## Task description
Every line from the one with "Note: in this practice we tag every instance of the flower" through the end of the records below should be restated word for word, and nothing outside that span.

● ● ● ●

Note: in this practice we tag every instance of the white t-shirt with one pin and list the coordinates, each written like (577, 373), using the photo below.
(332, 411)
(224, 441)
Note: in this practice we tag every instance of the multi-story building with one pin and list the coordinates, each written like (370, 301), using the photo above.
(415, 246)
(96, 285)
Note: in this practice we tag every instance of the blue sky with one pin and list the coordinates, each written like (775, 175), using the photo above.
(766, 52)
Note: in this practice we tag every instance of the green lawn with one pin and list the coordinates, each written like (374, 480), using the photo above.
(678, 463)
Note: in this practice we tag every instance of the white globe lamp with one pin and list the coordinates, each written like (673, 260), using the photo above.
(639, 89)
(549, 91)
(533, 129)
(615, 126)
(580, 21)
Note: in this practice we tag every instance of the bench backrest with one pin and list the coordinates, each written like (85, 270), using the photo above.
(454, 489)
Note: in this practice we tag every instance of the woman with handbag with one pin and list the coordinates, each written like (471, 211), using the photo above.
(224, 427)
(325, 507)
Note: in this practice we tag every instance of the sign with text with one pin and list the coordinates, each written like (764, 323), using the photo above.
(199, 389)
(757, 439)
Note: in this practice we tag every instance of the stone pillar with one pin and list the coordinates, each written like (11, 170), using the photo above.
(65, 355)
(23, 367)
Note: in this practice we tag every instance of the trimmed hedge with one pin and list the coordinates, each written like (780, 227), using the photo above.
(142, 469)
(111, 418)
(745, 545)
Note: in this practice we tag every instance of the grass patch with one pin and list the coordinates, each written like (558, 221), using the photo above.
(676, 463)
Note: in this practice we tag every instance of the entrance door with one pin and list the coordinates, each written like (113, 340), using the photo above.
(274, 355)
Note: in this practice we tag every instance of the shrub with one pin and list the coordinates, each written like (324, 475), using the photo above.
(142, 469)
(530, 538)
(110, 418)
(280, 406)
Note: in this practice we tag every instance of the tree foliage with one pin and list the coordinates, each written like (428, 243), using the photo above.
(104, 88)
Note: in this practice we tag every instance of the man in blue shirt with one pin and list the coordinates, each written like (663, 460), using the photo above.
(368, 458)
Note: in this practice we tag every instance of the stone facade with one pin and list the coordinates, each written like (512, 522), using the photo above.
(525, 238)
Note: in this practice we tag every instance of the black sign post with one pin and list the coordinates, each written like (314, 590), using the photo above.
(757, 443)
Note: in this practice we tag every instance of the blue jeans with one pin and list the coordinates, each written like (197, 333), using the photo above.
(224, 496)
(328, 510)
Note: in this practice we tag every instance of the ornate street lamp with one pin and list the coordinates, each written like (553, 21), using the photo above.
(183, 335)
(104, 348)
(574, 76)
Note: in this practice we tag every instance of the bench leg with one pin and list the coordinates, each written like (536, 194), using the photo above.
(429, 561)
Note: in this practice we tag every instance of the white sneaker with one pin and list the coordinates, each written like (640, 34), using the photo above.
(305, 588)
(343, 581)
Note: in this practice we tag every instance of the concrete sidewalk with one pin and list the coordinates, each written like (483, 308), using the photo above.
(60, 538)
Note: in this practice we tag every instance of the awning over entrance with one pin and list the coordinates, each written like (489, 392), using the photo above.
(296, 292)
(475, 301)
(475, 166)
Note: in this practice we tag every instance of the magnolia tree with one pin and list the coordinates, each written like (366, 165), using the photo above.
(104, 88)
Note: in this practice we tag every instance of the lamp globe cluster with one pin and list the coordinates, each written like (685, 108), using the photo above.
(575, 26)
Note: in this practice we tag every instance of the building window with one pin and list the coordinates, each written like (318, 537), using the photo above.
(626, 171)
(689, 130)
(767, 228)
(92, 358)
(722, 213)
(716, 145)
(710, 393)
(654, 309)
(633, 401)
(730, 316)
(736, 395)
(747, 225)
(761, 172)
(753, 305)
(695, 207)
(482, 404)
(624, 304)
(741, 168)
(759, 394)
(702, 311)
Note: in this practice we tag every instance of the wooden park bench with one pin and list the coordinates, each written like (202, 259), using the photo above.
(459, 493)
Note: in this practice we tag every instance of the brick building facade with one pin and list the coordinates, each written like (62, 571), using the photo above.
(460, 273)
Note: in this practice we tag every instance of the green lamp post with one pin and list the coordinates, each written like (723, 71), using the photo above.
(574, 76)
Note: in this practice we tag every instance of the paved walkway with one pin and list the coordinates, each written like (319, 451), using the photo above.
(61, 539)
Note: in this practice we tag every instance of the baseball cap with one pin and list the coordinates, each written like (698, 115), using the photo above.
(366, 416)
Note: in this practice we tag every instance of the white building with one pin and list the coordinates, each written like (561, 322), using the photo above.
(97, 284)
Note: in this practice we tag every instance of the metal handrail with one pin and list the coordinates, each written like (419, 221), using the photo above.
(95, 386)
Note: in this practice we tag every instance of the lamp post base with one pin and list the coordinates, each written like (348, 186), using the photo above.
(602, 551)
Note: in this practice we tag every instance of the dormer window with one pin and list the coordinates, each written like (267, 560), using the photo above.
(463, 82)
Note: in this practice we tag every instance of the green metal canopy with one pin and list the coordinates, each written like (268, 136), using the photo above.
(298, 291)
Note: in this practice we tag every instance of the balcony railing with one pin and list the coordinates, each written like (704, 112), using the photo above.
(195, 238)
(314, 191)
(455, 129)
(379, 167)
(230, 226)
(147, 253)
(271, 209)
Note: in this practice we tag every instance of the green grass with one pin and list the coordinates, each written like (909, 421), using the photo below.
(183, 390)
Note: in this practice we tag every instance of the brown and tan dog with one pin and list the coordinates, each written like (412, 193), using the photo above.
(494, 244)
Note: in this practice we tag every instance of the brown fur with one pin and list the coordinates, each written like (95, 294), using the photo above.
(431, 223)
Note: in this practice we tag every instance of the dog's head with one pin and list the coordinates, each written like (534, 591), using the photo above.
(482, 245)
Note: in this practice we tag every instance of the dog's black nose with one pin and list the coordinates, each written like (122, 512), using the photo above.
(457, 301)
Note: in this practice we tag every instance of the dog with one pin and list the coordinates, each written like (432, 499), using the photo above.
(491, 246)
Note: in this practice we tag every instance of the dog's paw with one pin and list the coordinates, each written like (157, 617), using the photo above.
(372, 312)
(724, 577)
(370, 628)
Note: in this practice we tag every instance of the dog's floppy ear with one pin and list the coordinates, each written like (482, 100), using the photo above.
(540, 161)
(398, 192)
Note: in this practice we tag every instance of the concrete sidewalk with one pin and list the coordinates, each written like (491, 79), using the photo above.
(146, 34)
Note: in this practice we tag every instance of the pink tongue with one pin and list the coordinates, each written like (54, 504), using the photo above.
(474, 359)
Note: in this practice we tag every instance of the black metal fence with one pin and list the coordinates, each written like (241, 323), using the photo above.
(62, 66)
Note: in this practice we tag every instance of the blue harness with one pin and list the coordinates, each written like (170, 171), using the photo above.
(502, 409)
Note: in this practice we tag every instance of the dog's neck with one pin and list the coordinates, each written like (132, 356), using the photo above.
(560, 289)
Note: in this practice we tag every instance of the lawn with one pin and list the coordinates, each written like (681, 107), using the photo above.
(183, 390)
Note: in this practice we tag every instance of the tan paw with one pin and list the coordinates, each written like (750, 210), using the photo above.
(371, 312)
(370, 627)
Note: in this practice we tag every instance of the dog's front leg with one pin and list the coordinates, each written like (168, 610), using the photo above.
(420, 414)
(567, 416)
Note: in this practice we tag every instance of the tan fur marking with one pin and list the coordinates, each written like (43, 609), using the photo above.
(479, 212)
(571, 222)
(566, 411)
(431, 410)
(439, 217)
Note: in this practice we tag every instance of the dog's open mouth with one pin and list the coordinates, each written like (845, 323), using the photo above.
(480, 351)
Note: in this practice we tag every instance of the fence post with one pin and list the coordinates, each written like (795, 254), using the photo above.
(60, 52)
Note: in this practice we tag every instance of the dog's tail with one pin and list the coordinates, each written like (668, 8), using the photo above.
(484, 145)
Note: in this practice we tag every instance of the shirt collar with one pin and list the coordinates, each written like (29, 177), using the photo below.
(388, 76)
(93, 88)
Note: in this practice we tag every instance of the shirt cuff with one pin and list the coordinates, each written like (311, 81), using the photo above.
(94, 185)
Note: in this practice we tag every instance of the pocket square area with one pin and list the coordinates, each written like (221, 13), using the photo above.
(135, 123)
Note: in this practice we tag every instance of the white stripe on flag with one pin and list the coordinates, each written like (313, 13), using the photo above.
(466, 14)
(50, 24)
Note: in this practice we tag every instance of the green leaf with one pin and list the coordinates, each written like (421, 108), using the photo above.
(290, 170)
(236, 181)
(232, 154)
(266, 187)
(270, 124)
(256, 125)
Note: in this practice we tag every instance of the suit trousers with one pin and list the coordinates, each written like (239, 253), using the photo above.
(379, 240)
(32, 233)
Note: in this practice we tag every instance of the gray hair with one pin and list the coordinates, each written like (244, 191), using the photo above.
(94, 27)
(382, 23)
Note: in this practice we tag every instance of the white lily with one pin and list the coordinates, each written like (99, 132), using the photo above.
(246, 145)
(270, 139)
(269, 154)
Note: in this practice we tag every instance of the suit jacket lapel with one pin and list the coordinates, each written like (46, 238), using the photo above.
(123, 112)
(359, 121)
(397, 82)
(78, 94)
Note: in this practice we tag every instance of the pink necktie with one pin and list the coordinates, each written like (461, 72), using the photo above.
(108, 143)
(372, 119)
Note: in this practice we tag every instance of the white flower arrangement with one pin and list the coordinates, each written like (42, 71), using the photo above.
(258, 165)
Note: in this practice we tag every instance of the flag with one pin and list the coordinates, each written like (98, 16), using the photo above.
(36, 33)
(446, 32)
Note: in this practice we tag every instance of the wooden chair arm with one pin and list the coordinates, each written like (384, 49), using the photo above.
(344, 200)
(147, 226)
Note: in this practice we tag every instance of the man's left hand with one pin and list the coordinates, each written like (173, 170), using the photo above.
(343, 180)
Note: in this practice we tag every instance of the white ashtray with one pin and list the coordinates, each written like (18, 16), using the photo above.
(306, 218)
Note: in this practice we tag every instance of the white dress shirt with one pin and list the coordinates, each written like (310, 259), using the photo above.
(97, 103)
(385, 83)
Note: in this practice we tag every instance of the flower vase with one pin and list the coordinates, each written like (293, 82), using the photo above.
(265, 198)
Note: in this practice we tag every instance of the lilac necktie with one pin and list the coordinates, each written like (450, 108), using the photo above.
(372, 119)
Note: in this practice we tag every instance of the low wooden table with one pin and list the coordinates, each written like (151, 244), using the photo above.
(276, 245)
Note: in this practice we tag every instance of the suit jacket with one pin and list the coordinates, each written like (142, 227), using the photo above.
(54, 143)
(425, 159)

● ● ● ●

## Complete response
Note: in this practice we tag every instance of the flower vase with one pin and list the coordinates, each written like (293, 82), using the photo above.
(265, 198)
Note: in this practice we tag every instance of the lilac necktie with one pin and list the coordinates, each written like (450, 108), using the photo above.
(372, 119)
Note: in this practice we tag every instance of the low wooden table with one pin and list the coordinates, each written like (151, 244), using the photo above.
(276, 245)
Note: in this practice we tag every instance of the suit jacket with one pin and list the coordinates, each written like (142, 227), using the photo above.
(54, 143)
(425, 159)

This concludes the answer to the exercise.